PROVIDED DATA –
==========

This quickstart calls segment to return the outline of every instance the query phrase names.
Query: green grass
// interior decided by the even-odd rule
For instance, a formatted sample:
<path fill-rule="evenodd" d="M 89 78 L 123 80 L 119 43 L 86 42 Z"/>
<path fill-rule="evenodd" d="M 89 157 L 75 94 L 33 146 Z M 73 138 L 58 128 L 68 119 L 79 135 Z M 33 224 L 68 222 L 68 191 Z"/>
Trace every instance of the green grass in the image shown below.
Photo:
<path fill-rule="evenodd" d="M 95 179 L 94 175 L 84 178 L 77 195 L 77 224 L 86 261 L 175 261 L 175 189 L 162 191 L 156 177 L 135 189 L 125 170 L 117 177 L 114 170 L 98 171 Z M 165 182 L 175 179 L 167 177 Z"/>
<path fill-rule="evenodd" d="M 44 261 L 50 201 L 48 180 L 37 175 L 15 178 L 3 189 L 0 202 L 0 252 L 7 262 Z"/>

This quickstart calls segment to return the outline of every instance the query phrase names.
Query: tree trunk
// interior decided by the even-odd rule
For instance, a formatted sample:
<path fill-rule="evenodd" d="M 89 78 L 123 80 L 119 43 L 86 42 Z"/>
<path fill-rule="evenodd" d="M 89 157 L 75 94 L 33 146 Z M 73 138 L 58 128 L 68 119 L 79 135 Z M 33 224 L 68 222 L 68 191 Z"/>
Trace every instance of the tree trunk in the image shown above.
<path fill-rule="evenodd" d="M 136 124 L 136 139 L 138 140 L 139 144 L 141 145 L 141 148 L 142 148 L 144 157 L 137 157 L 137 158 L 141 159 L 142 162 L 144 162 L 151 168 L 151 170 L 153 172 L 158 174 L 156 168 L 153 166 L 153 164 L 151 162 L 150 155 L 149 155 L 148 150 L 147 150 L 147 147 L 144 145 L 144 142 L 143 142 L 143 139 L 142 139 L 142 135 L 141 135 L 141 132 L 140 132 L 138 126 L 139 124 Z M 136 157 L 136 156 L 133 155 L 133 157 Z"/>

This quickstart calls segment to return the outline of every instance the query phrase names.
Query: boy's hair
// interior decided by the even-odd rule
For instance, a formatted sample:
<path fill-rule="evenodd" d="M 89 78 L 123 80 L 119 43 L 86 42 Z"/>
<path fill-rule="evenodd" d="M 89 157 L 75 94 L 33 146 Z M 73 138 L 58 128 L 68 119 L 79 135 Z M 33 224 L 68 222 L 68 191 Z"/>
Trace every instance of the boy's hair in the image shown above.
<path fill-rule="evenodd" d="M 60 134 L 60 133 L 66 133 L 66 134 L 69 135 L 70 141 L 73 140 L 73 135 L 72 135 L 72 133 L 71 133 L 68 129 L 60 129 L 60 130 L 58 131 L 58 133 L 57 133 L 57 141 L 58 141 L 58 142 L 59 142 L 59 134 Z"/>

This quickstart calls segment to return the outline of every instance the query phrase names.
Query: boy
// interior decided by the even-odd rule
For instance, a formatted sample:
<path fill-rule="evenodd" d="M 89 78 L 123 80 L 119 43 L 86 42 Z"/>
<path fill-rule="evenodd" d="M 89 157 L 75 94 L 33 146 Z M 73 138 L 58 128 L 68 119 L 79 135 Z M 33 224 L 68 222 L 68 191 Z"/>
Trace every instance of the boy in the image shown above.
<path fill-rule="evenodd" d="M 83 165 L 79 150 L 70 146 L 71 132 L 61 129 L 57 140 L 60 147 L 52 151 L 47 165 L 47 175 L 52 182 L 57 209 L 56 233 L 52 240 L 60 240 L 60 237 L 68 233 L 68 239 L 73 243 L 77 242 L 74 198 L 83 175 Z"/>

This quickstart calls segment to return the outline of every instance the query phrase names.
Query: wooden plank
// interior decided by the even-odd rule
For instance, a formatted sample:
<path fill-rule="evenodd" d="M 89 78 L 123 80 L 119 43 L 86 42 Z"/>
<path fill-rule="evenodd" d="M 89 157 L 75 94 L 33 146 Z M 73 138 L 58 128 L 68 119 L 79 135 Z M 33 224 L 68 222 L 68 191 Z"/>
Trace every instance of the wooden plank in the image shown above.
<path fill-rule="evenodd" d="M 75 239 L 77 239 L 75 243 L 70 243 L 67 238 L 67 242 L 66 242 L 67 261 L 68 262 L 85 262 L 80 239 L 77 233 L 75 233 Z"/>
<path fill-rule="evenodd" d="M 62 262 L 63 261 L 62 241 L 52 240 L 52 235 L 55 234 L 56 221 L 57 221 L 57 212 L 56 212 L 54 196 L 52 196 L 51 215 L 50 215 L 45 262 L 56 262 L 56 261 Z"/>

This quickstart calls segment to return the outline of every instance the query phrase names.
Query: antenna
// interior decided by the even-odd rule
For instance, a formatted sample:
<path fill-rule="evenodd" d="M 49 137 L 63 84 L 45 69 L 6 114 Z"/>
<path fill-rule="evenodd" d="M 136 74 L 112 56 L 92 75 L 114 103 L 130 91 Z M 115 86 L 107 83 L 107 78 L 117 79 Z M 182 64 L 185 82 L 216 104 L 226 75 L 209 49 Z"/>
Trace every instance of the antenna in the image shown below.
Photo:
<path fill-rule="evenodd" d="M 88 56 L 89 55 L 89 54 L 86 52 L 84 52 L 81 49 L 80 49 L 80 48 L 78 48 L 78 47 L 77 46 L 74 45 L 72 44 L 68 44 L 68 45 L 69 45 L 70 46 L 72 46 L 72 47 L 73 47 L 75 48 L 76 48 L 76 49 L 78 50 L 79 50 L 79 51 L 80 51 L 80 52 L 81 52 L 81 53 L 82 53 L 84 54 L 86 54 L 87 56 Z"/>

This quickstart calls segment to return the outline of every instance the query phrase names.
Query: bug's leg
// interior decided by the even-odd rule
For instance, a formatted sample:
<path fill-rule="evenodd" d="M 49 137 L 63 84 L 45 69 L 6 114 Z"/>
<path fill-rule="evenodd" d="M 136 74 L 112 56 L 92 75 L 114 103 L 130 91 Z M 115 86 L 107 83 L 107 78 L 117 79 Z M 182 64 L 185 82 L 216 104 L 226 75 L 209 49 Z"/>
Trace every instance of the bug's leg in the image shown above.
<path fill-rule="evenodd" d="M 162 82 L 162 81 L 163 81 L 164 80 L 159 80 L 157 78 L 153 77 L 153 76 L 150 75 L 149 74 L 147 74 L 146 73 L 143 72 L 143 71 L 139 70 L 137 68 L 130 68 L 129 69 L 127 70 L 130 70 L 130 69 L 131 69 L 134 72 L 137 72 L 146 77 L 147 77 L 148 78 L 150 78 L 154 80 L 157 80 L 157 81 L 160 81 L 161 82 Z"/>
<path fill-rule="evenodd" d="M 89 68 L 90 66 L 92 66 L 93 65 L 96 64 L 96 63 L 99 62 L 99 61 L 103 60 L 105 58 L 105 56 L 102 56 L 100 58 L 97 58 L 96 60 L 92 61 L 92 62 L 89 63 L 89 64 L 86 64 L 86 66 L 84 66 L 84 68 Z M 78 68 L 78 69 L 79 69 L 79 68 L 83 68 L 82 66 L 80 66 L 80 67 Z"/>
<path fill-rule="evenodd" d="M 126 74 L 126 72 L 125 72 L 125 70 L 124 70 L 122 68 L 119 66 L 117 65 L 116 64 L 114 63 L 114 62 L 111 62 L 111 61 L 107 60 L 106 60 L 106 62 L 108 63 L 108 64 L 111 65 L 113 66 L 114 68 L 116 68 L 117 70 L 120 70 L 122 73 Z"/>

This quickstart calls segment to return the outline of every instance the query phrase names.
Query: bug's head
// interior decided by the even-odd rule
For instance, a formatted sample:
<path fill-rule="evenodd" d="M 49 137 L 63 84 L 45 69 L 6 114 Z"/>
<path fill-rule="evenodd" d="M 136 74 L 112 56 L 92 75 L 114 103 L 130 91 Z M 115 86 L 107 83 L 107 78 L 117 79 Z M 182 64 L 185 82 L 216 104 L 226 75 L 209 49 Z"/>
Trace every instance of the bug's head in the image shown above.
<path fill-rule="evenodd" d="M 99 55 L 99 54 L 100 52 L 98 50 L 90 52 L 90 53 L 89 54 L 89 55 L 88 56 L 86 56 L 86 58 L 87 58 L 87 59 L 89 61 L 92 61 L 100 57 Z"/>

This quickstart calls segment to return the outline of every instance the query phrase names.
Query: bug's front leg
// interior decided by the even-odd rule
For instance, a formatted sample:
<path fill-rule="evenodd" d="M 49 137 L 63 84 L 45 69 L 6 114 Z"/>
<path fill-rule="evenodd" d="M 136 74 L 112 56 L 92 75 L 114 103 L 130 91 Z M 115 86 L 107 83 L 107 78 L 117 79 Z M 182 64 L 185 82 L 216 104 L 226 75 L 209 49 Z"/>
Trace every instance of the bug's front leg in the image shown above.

==========

TASK BRIEF – Turn everything from the start of the data down to and including the line containing "136 124 L 136" into a numbered list, leaving out any blank lines.

FINISHED TASK –
1. This quickstart calls segment to return the outline of every instance the query phrase names.
2. Query: green grass
3. // interior decided by the even-odd rule
4. For instance, a formatted sample:
5. <path fill-rule="evenodd" d="M 89 78 L 123 80 L 119 43 L 86 42 Z"/>
6. <path fill-rule="evenodd" d="M 89 157 L 75 94 L 33 146 Z M 73 138 L 58 128 L 68 119 L 79 135 Z M 33 224 L 68 222 L 68 191 Z"/>
7. Trace every instance of the green grass in the image shown below.
8. Photo:
9. <path fill-rule="evenodd" d="M 95 179 L 94 175 L 84 178 L 77 195 L 77 224 L 86 261 L 175 261 L 175 189 L 162 191 L 156 177 L 135 189 L 125 170 L 117 177 L 114 170 L 98 171 Z M 165 182 L 175 179 L 167 177 Z"/>
10. <path fill-rule="evenodd" d="M 44 261 L 50 201 L 48 180 L 37 175 L 15 178 L 3 189 L 0 202 L 0 252 L 7 262 Z"/>
11. This quickstart calls segment to return the outline of every instance the query phrase names.
12. Query: tree trunk
13. // interior decided by the even-odd rule
14. For instance, a formatted sample:
15. <path fill-rule="evenodd" d="M 89 78 L 123 80 L 119 43 L 86 42 Z"/>
16. <path fill-rule="evenodd" d="M 89 157 L 75 94 L 33 146 Z M 73 138 L 58 128 L 68 119 L 79 135 Z M 33 224 L 68 222 L 68 191 Z"/>
17. Trace every instance of the tree trunk in the image shown above.
18. <path fill-rule="evenodd" d="M 136 124 L 136 139 L 138 140 L 139 144 L 141 145 L 141 148 L 142 148 L 144 157 L 137 157 L 137 158 L 141 159 L 142 162 L 144 162 L 151 168 L 151 170 L 153 172 L 158 174 L 156 168 L 153 166 L 153 164 L 151 162 L 150 155 L 149 155 L 148 150 L 147 150 L 147 147 L 144 145 L 144 142 L 143 142 L 143 139 L 142 139 L 142 135 L 141 135 L 141 132 L 140 132 L 138 126 L 139 124 Z M 136 157 L 136 156 L 133 155 L 133 157 Z"/>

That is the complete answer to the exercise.